The records that follow are to be transcribed in full, leaving out each picture.

[Point localization data]
**********

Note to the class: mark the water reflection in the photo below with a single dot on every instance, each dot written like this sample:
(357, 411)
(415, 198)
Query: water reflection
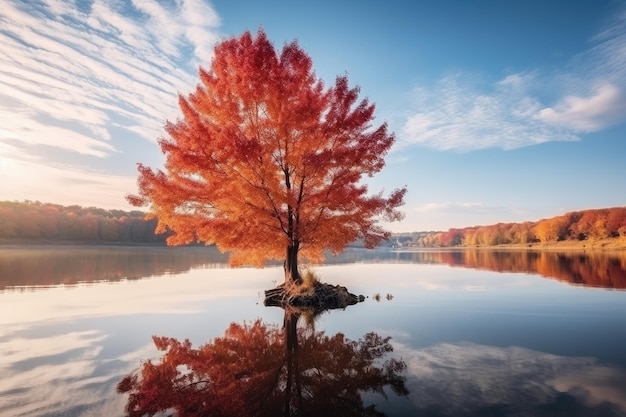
(603, 270)
(70, 265)
(50, 266)
(469, 379)
(261, 370)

**********

ANSWER>
Note to the class: mark the water reflection in the photo below with a single dot on every instance, each dot written like this sample:
(357, 411)
(415, 198)
Query: water reflection
(603, 270)
(70, 265)
(50, 266)
(469, 379)
(261, 370)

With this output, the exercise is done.